[SUPPLIED ENTRIES Boundary: Start]

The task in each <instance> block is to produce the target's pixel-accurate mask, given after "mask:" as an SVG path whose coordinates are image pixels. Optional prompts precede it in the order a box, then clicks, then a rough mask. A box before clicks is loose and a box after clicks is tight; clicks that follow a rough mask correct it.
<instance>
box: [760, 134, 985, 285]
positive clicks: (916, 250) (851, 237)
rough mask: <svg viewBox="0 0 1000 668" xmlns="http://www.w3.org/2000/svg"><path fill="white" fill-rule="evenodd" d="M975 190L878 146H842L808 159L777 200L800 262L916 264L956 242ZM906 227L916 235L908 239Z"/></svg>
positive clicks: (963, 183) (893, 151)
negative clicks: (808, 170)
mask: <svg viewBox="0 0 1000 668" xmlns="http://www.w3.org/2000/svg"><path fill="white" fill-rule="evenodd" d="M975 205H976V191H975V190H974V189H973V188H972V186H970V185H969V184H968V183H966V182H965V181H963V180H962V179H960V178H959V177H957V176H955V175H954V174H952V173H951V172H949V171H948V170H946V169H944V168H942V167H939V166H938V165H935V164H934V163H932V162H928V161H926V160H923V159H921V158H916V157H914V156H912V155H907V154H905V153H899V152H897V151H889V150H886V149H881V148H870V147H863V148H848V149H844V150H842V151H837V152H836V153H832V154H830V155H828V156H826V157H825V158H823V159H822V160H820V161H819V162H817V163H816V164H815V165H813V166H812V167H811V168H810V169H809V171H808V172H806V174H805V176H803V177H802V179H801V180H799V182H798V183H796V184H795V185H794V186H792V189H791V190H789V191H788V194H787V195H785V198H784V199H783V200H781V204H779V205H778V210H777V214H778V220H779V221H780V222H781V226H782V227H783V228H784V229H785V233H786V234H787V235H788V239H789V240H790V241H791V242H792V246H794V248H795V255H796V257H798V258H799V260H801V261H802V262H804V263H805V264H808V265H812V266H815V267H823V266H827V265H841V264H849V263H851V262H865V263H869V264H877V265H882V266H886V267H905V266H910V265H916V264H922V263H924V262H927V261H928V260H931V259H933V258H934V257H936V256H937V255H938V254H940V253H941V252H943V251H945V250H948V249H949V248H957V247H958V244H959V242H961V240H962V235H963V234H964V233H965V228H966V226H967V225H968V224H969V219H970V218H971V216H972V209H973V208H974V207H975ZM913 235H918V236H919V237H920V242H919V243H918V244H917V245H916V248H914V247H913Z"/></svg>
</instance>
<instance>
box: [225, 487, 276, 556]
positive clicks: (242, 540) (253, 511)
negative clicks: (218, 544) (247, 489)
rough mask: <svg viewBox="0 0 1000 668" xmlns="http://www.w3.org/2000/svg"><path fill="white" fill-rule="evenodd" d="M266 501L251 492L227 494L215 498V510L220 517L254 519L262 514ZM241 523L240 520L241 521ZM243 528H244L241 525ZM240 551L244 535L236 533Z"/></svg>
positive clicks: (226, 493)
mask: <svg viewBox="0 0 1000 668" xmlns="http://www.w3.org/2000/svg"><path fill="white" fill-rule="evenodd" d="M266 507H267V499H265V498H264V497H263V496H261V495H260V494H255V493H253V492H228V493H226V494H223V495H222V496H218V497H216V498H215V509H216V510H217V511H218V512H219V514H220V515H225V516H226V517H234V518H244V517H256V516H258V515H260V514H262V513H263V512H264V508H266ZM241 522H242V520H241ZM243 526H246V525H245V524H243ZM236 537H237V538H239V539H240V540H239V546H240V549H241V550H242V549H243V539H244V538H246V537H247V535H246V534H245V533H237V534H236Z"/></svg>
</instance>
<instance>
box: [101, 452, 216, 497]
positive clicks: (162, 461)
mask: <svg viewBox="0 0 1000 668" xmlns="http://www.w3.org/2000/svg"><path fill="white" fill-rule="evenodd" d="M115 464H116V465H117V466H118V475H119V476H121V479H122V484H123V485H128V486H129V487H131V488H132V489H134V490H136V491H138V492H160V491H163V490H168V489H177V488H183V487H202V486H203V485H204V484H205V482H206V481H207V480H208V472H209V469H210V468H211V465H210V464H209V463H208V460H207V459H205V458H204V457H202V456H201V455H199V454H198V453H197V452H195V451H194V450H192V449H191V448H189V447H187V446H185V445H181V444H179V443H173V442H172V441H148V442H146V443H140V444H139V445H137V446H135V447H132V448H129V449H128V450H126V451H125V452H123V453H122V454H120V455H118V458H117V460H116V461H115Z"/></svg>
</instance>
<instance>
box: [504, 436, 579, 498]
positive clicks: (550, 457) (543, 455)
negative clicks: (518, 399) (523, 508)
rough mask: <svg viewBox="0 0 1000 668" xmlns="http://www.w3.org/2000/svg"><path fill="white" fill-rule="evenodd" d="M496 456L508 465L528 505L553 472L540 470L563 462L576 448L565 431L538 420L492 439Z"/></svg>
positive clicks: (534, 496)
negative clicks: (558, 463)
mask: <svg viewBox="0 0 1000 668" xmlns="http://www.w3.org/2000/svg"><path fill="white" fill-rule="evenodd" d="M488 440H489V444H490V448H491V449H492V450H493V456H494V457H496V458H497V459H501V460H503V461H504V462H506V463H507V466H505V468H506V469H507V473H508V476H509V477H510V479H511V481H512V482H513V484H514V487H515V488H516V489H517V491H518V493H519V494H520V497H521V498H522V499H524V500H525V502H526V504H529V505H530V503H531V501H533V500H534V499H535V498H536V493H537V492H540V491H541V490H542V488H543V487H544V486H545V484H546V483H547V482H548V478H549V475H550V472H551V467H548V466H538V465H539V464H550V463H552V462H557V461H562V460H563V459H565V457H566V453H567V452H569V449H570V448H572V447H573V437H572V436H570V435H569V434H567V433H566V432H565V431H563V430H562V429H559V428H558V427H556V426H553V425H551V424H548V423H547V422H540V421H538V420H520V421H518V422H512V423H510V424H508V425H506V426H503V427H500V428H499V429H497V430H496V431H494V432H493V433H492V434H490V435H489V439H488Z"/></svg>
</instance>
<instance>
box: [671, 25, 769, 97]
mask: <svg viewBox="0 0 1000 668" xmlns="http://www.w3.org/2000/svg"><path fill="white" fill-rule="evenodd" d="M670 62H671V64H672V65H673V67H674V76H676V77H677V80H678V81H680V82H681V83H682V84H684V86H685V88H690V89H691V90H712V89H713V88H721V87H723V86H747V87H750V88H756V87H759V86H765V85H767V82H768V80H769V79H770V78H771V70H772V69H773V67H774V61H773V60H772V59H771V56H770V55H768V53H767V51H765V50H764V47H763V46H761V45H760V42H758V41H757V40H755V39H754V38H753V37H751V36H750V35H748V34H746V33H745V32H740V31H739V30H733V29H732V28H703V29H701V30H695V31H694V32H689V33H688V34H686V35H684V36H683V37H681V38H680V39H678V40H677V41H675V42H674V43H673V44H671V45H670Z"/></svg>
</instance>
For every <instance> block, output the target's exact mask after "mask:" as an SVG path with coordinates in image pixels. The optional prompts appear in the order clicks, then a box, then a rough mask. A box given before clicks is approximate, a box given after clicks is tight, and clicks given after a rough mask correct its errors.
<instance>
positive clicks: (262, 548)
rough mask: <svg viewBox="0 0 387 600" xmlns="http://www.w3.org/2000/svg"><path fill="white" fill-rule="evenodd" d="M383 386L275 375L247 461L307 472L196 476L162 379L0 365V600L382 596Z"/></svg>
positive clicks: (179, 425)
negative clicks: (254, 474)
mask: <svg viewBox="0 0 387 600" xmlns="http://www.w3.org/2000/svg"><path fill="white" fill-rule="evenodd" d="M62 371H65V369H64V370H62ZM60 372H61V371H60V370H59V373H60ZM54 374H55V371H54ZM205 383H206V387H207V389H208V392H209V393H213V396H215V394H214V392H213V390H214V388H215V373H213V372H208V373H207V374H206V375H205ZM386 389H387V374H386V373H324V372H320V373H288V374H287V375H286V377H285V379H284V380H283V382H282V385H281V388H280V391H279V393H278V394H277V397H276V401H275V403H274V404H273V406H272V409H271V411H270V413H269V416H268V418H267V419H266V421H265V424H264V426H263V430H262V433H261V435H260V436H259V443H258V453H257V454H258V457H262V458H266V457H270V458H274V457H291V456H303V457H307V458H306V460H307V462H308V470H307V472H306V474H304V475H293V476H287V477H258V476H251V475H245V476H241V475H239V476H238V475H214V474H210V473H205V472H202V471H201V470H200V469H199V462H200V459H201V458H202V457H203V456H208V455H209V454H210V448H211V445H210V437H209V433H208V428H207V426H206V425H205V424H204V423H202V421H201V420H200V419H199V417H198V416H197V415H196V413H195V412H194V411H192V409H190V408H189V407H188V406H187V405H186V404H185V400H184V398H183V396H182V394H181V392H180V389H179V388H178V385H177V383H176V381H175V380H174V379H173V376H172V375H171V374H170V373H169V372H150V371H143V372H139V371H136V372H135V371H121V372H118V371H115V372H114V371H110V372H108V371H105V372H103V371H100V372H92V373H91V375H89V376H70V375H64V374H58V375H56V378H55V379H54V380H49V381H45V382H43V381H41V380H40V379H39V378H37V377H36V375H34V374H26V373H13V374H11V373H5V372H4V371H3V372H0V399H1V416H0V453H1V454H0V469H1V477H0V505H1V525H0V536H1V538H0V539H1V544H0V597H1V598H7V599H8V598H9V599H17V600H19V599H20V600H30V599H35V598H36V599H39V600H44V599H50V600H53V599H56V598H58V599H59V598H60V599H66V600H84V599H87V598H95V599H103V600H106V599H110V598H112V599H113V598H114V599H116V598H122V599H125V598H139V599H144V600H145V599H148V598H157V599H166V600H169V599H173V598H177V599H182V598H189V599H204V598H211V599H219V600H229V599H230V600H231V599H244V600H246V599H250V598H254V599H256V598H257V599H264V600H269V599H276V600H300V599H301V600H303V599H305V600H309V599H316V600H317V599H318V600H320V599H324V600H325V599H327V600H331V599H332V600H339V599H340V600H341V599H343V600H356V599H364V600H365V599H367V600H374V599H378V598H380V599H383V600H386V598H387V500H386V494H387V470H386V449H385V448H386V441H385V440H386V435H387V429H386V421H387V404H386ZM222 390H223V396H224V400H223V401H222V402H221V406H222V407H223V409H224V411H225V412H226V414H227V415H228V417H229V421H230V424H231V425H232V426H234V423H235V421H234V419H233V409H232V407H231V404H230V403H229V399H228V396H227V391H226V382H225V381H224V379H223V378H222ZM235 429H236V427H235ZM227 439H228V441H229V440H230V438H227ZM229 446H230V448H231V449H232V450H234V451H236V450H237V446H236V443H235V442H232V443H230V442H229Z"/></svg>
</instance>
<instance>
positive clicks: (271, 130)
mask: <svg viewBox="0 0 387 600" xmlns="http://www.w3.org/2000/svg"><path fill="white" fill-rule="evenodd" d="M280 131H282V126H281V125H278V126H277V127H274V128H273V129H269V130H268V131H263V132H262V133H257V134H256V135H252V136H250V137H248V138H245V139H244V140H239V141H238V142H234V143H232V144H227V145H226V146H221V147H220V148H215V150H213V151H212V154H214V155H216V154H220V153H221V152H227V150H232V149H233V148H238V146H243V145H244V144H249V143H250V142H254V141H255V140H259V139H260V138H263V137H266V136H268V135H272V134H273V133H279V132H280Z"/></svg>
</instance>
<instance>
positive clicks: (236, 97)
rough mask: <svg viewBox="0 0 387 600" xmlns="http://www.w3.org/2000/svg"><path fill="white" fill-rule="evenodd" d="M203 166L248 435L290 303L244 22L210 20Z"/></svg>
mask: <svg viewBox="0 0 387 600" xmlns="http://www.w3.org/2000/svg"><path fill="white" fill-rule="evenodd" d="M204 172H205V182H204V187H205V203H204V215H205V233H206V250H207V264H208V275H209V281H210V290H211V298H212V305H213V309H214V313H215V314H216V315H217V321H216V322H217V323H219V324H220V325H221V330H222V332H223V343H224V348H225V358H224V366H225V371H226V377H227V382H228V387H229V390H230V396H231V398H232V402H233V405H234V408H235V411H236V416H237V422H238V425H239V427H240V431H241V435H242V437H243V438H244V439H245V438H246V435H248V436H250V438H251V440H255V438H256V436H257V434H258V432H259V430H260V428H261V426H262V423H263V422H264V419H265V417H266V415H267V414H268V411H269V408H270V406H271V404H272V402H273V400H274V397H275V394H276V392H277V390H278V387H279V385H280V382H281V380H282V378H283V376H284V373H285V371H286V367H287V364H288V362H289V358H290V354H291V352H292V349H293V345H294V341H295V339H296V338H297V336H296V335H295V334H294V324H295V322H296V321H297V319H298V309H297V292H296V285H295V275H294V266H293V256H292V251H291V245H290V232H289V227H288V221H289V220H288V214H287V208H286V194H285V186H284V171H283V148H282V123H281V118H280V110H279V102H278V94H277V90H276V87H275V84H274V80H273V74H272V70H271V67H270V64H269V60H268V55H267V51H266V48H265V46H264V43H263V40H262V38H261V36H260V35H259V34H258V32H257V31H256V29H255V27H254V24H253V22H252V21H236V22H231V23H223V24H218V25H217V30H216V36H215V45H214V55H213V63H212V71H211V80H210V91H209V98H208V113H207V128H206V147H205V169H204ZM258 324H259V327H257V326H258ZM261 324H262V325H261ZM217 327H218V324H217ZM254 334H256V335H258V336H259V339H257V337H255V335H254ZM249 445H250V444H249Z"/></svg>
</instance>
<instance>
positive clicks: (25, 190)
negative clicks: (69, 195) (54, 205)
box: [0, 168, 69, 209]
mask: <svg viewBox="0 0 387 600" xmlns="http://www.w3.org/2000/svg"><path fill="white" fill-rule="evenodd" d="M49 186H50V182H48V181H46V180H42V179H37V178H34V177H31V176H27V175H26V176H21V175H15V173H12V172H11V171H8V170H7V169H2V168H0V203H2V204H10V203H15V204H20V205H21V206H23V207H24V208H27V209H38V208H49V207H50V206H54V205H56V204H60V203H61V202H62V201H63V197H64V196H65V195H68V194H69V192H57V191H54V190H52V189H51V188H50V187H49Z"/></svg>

[SUPPLIED ENTRIES Boundary: End]

Exactly repeat the lines above, from the opening line through the one with "positive clicks: (963, 183) (893, 151)", and include nothing else.

RESULT FOR THIS EXERCISE →
The task in each <instance> block is to produce the target's pixel-accurate mask, given after "mask:" as an SVG path whose coordinates are image pixels. Optional prompts precede it in the order a box, then clicks, then a rough mask. A box before clicks is loose and a box after clicks is tight; clicks that follow a rough mask correct it.
<instance>
box: [760, 134, 985, 285]
positive clicks: (916, 250) (851, 237)
rough mask: <svg viewBox="0 0 1000 668" xmlns="http://www.w3.org/2000/svg"><path fill="white" fill-rule="evenodd" d="M975 190L878 146H842L808 159L777 200L800 262L916 264L956 242ZM906 227L916 235L908 239Z"/></svg>
positive clicks: (963, 183) (893, 151)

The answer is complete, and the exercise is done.